EXERCISE DIRECTIONS |
Each entry shown below is to be reproduced exactly.

INPUT RECORDS |
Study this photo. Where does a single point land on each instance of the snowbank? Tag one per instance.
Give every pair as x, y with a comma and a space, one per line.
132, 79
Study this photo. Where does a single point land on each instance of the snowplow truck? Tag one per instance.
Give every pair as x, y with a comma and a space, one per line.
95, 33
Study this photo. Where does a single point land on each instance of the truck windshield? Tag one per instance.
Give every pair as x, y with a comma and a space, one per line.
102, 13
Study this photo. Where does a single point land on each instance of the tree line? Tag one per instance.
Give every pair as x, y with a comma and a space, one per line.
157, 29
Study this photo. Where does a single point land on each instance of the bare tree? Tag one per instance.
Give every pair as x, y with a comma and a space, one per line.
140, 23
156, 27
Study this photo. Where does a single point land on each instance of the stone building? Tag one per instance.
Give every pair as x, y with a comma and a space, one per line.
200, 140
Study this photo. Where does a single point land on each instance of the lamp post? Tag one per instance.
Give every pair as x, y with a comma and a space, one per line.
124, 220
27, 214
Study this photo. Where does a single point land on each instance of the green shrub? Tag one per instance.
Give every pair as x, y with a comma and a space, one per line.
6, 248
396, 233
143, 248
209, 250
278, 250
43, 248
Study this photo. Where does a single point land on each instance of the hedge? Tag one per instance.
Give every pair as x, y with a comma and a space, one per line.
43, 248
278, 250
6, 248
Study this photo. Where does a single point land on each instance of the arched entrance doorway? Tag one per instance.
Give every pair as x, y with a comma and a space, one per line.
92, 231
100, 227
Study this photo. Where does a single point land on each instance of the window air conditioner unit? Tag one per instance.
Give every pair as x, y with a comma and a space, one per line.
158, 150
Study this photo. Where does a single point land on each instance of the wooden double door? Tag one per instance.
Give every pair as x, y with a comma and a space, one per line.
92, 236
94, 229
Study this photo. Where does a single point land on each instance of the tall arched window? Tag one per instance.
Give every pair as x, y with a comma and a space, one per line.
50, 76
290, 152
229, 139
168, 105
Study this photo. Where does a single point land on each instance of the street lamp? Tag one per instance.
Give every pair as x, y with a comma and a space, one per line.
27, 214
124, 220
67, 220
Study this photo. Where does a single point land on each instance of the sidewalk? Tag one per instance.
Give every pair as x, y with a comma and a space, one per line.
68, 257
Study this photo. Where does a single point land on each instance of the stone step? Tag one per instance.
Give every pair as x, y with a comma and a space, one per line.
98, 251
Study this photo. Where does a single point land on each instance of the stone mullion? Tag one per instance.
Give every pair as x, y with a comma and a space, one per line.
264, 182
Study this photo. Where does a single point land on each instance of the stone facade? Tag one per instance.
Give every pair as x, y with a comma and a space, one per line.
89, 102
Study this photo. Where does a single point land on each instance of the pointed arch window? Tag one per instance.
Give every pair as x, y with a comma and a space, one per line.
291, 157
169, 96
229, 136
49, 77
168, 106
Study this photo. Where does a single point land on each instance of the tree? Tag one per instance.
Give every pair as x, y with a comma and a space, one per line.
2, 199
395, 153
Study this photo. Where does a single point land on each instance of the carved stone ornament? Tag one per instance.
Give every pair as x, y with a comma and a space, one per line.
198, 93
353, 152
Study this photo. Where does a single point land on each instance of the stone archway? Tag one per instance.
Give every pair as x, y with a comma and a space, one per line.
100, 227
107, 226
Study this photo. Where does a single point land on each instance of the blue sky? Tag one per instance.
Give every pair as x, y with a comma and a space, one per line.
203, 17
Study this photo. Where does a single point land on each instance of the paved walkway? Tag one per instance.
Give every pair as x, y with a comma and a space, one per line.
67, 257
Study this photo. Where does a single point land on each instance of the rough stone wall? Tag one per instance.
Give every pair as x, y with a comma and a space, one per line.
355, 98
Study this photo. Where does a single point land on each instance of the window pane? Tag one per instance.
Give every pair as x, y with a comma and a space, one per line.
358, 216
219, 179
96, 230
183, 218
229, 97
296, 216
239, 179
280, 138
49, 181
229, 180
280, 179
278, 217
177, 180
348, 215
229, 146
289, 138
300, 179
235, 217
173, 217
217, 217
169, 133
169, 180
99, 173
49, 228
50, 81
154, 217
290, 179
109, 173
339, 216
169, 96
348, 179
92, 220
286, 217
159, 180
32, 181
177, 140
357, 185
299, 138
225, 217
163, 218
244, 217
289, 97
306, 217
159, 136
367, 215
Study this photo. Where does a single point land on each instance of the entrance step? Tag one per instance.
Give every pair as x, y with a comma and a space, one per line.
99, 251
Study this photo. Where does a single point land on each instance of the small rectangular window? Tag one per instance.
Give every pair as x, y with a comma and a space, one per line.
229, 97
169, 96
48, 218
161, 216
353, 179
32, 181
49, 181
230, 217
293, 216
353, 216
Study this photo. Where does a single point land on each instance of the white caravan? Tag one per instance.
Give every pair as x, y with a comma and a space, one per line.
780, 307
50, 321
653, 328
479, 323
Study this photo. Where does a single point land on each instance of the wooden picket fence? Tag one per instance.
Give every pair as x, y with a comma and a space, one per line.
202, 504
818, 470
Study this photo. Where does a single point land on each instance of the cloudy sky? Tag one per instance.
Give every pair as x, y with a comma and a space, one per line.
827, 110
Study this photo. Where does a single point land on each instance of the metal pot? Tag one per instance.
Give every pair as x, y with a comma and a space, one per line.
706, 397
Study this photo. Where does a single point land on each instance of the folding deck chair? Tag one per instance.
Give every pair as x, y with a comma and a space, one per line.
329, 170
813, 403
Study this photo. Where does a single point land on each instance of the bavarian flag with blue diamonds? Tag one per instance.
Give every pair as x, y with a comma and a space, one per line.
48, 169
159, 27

RESULT FOR THIS EXERCISE |
Study this photo. Where does a single point land on each instance of the snowbank? Tag one per instance.
Give every pair as x, y with a comma and a space, one per line.
132, 79
Study this photo. Where does a single point land on each instance of the snowplow truck? Tag one per instance.
Give every pair as x, y with a comma and a space, one per line.
95, 33
Study this photo. Where does a single point land on each instance of the truck windshield? Tag one per instance.
Give every pair as x, y with a comma and a space, one per line.
102, 13
Study this photo. Where does a single point land on each instance of the tree line? Tag one per instance.
Give every pair as x, y with a comma and a space, one per line.
157, 29
Study this photo. Where does a single point land on each instance of the bare tree? Tag one per instance.
Give every pair as x, y with a comma and a space, one per line.
140, 23
156, 27
Study this photo. Where does a single point land on each instance of the stone building? Tag one per instance.
Give every pair as x, y with a comma and a space, one per line.
200, 140
Study this photo. Where does a single point land on each instance of the lamp post? Tag one per instance.
Give every pair as x, y with a comma and a space, one per line.
124, 220
27, 214
Study this photo. Where does a single point land on each instance of the green shrub? Tag one per instance.
Give every pair as x, y with a comma and a space, one per line.
6, 248
396, 233
143, 248
209, 250
278, 250
43, 248
Study this photo. Where does a single point land on each instance of the hedge? Tag one per instance.
Give every pair as x, y with a comma and a space, one per line.
43, 248
278, 250
6, 248
Study this photo. Where does a single point land on each instance of the arched entrance doorway? Tag one per instance.
Give every pair as x, y with a comma and a space, one per line.
92, 231
100, 227
Study this photo. Where does a single point land on each instance of the window air conditioner unit? Tag one per instance.
Give every pair as x, y with a comma and a space, one per line.
158, 150
Study this photo. Where does a single point land on each instance of the wooden double door? Tag one per instance.
Give every pair as x, y with a comma and a space, one per line.
92, 236
94, 229
Study this photo. Where does a single point land on each instance of the tall arched window? Tag one per instance.
Give every pair as x, y with a comma and a space, one per line.
50, 76
290, 152
229, 139
168, 105
Study this photo. Where does a single point land on each instance of the street lamp? Tag one per instance.
Give every pair as x, y with a comma and a space, one per line.
27, 214
124, 220
67, 220
Study this photo. Where does a single point land on each instance of the sidewalk? Tag one per instance.
Give every pair as x, y with a comma and a space, one per line.
68, 257
Study this photo. Where does a single point land on each instance of the stone step? Tag one per instance.
Give every pair as x, y with a comma and a space, one per line.
98, 251
Study this photo. Where does a single point land on each instance of the stone mullion? Tag one per instance.
Give every pair as x, y with a comma and a space, one per line.
264, 182
Study this photo. Where does a single point land on each instance of the stone facade? Tag one per instance.
Give every pair as x, y with a comma and a space, one per line.
89, 102
Study this photo. Where does a single point land on each instance of the pointed arch window? Tag one per instance.
Give every pair as x, y with a comma and a space, one per line.
291, 157
169, 96
229, 136
49, 77
168, 106
Study this photo. Where does a single point land on each instance of the tree? Tag one per instance.
Give every pair as x, y with a comma and a space, one per line.
2, 199
395, 153
Study this photo. Where does a single point land on each instance of the carved stone ornament? Tag one per instance.
Give every pair as x, y with a comma and a space, one per line.
198, 93
353, 152
Study this photo. Where does a single point land on each instance of the stone archway? Tag one per instance.
Give every pair as x, y with a comma and a space, one per line.
100, 227
107, 226
Study this photo. Where does a single point land on each instance of the blue sky? Tag one per instance.
Give every pair as x, y with a comma and a space, one per line.
203, 17
Study this photo. Where does a single point land on each instance of the paved walkway? Tag one per instance.
Give every pair as x, y with a comma and a space, one per line.
67, 257
Study this photo. Where does a single point land on each instance of the rough stone wall? Tag one per instance.
Give every pair as x, y with a comma and a space, one per line.
355, 98
Study this photo. Where does a single point land on each instance of the window pane? Tag one per instance.
Give every pair as x, y with a comma and a space, one per line.
358, 216
219, 179
96, 230
183, 218
229, 97
296, 216
239, 179
280, 138
49, 181
229, 180
280, 179
278, 217
177, 180
348, 215
229, 146
289, 138
300, 179
235, 217
173, 217
217, 217
169, 133
169, 180
99, 173
49, 228
50, 81
154, 217
290, 179
109, 173
339, 216
169, 96
348, 179
92, 220
286, 217
159, 180
32, 181
177, 140
357, 185
299, 138
225, 217
163, 218
244, 217
289, 97
306, 217
159, 136
367, 215
Study this photo. Where does a single point land on each instance of the entrance step? Tag one per instance.
Give every pair as x, y with a comma and a space, one per line.
99, 251
Study this photo. Where does a single point land on each instance of the small rectangular window? Tag one per instance.
Give every pair as x, y with a comma and a space, one per line.
229, 97
169, 96
48, 218
161, 216
353, 179
32, 181
49, 181
230, 217
293, 216
353, 216
Study this photo. Where does a single point land on each instance of the white caravan? Tag one per instance.
Give every pair as x, y with a comma and a space, one per line.
780, 307
50, 321
653, 328
479, 323
Study this photo. Where does a single point land on each instance of the wooden picket fence? Tag one per instance.
Give every pair as x, y with a comma and a space, one per line.
202, 504
818, 470
Study this photo. Where does a single point land on each instance of the cloudy sky? Tag one per instance.
Give every pair as x, y with a comma and a space, one per line.
827, 110
Study this photo. Where does a single point land on each instance of the metal pot? Tag one per instance.
Give every pair as x, y with a comma and a space, one per line.
706, 397
Study this photo. Where does a single point land on each instance of the folding deck chair? Tag one per instance.
Give every pair as x, y with a comma and a space, one per line.
329, 170
813, 403
Study this photo. Where does a single point land on each instance of the bavarian flag with blue diamonds? Tag one per instance.
Give every pair as x, y with a comma and a space, one per line.
48, 169
159, 27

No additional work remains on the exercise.